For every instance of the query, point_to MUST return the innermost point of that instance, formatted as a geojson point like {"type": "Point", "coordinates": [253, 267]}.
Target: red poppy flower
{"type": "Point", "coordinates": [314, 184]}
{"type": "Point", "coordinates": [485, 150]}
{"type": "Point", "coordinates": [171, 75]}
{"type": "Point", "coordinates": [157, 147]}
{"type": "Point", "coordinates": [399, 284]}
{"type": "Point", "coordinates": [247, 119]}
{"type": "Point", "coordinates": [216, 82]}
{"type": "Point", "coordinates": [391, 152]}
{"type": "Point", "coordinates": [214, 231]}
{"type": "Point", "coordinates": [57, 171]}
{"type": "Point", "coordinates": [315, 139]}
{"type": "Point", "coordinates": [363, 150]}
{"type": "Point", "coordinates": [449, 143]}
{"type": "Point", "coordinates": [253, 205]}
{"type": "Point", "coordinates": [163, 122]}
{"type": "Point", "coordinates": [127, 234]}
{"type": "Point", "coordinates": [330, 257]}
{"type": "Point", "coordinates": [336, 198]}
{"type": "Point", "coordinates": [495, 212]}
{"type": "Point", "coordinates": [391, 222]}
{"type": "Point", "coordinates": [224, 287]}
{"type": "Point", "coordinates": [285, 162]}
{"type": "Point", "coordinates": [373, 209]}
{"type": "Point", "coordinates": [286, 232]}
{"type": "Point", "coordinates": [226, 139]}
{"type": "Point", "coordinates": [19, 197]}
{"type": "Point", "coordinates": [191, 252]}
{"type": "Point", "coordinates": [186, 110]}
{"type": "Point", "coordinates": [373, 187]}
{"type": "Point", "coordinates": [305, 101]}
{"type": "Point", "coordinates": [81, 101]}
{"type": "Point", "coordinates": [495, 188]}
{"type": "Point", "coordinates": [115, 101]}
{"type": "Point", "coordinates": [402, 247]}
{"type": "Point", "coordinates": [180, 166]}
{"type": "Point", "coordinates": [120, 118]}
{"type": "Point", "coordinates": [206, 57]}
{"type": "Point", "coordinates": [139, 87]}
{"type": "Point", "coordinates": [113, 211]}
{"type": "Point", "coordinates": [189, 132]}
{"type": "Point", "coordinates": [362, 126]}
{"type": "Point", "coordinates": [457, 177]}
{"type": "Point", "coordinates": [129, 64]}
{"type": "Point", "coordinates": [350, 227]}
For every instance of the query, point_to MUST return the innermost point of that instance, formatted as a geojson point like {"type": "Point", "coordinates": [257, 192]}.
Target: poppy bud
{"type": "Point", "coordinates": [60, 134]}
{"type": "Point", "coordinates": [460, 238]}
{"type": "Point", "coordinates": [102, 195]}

To do
Repeat all the records. Match each line exactly.

Solution to the exercise
For every instance of the query, point_to MUST return the innermost point of that instance, formatted as a geojson point like {"type": "Point", "coordinates": [253, 267]}.
Target: red poppy flower
{"type": "Point", "coordinates": [314, 184]}
{"type": "Point", "coordinates": [485, 150]}
{"type": "Point", "coordinates": [171, 75]}
{"type": "Point", "coordinates": [157, 147]}
{"type": "Point", "coordinates": [399, 284]}
{"type": "Point", "coordinates": [247, 119]}
{"type": "Point", "coordinates": [216, 82]}
{"type": "Point", "coordinates": [391, 152]}
{"type": "Point", "coordinates": [214, 231]}
{"type": "Point", "coordinates": [57, 171]}
{"type": "Point", "coordinates": [315, 139]}
{"type": "Point", "coordinates": [363, 150]}
{"type": "Point", "coordinates": [449, 143]}
{"type": "Point", "coordinates": [253, 205]}
{"type": "Point", "coordinates": [163, 122]}
{"type": "Point", "coordinates": [127, 234]}
{"type": "Point", "coordinates": [330, 257]}
{"type": "Point", "coordinates": [336, 198]}
{"type": "Point", "coordinates": [495, 212]}
{"type": "Point", "coordinates": [391, 222]}
{"type": "Point", "coordinates": [224, 287]}
{"type": "Point", "coordinates": [285, 162]}
{"type": "Point", "coordinates": [373, 209]}
{"type": "Point", "coordinates": [286, 232]}
{"type": "Point", "coordinates": [226, 139]}
{"type": "Point", "coordinates": [19, 197]}
{"type": "Point", "coordinates": [191, 252]}
{"type": "Point", "coordinates": [186, 110]}
{"type": "Point", "coordinates": [373, 187]}
{"type": "Point", "coordinates": [305, 101]}
{"type": "Point", "coordinates": [81, 101]}
{"type": "Point", "coordinates": [495, 188]}
{"type": "Point", "coordinates": [115, 101]}
{"type": "Point", "coordinates": [402, 247]}
{"type": "Point", "coordinates": [180, 166]}
{"type": "Point", "coordinates": [120, 118]}
{"type": "Point", "coordinates": [206, 57]}
{"type": "Point", "coordinates": [139, 87]}
{"type": "Point", "coordinates": [113, 211]}
{"type": "Point", "coordinates": [189, 132]}
{"type": "Point", "coordinates": [362, 126]}
{"type": "Point", "coordinates": [457, 177]}
{"type": "Point", "coordinates": [129, 64]}
{"type": "Point", "coordinates": [350, 227]}
For every instance of the query, point_to MUST return the innermost point of that instance, formatted as a geojson point like {"type": "Point", "coordinates": [257, 192]}.
Target: poppy bud
{"type": "Point", "coordinates": [60, 134]}
{"type": "Point", "coordinates": [460, 238]}
{"type": "Point", "coordinates": [102, 195]}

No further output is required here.